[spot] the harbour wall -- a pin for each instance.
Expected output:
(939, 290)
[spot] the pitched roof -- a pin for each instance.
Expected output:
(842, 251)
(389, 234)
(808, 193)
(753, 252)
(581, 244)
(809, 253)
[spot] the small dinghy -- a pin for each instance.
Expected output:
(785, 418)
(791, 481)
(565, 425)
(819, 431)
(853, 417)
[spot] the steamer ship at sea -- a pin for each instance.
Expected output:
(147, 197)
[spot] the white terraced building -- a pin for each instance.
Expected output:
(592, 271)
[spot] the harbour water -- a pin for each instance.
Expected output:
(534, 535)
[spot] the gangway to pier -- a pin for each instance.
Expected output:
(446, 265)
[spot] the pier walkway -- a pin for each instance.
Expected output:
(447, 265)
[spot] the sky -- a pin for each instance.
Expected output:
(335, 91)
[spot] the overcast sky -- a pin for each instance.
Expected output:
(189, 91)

> [Description of the task] Determine the number of lines in the data above that hold "instance", and reply with that number alone.

> [Answer area] 10